● **Exercise aim**: Lines with "rough": pull these out of the listing below.

*** Opening Extracted material ***

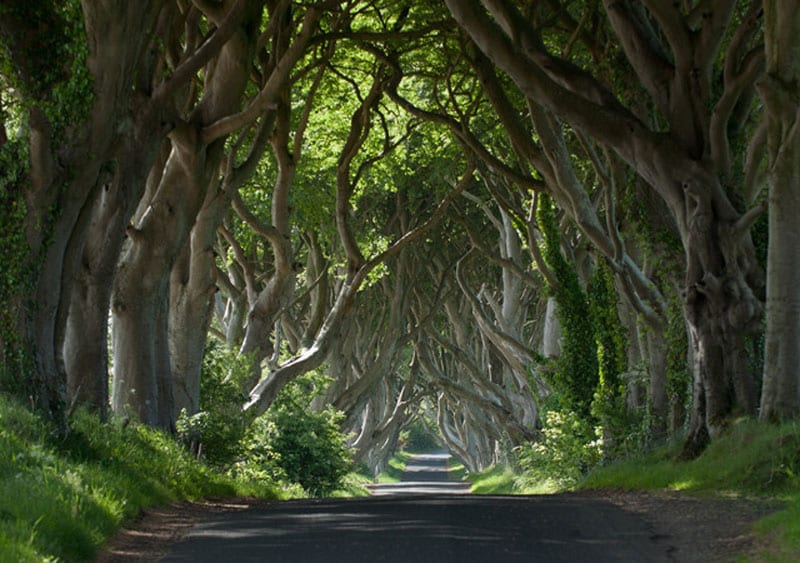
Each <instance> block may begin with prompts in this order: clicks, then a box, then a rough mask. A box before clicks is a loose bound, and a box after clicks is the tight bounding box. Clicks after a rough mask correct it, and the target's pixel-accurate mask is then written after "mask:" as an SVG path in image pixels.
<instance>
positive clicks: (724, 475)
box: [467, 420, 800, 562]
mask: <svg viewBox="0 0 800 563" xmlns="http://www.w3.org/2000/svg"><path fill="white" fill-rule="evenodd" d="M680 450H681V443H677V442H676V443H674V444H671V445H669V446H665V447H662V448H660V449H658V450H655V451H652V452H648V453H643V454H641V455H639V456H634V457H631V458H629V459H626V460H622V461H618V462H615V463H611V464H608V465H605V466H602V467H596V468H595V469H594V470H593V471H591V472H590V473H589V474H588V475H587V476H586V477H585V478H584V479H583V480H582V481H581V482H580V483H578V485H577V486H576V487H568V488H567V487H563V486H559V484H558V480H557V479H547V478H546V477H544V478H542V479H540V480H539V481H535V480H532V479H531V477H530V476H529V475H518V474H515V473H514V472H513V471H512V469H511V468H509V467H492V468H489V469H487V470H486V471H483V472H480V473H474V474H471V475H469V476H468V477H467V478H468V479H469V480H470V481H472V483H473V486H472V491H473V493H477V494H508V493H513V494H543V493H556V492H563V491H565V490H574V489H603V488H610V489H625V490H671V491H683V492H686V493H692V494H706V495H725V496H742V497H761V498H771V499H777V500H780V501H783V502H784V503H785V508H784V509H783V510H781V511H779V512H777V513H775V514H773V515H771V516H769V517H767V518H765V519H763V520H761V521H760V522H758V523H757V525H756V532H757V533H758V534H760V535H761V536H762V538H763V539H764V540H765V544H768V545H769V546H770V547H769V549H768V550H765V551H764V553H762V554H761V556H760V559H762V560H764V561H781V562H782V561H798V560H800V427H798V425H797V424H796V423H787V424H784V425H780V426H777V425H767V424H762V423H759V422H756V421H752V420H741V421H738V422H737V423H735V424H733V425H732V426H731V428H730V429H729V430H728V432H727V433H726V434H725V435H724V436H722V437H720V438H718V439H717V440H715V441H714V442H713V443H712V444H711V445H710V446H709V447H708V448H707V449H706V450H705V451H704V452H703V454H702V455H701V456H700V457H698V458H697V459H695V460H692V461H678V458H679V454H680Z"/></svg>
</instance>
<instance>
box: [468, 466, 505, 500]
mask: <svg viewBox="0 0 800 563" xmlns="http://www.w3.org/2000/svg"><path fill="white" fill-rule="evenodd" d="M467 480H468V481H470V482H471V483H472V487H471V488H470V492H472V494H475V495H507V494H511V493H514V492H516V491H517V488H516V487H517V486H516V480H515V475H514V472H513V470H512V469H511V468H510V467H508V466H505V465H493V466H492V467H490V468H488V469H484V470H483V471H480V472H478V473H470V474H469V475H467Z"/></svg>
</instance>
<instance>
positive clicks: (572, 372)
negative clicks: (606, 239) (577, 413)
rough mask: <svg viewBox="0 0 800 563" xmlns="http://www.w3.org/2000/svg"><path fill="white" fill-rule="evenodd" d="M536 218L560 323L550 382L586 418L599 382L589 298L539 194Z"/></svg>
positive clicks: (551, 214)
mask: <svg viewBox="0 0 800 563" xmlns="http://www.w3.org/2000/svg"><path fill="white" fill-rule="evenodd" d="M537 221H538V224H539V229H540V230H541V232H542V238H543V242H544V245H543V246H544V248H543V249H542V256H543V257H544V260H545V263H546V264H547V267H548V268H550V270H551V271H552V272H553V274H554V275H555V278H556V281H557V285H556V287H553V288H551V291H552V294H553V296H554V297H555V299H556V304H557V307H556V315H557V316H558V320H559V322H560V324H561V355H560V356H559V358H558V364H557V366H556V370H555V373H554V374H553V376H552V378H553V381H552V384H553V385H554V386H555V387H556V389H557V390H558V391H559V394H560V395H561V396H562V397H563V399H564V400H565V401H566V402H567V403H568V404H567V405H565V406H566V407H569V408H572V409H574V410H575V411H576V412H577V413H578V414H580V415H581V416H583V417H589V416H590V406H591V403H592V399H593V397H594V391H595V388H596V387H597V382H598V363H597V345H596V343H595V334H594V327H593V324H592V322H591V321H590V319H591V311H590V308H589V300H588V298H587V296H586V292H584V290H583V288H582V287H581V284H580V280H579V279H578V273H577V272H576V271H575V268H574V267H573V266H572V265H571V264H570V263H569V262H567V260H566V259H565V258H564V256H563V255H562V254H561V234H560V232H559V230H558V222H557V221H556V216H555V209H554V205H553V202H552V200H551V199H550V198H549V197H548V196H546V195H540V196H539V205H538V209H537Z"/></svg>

*** Closing Extracted material ***

● **Answer**:
Each <instance> block may begin with prompts in this order: clicks, then a box, then a rough mask. A box before clicks is a loose bound, and a box after clicks is the tight bounding box. Clicks after a rough mask correct it, and the target's pixel-accurate mask is then written after "mask:" as an SVG path in image pixels.
rough mask: <svg viewBox="0 0 800 563" xmlns="http://www.w3.org/2000/svg"><path fill="white" fill-rule="evenodd" d="M536 218L560 323L550 382L586 418L599 382L589 298L539 194Z"/></svg>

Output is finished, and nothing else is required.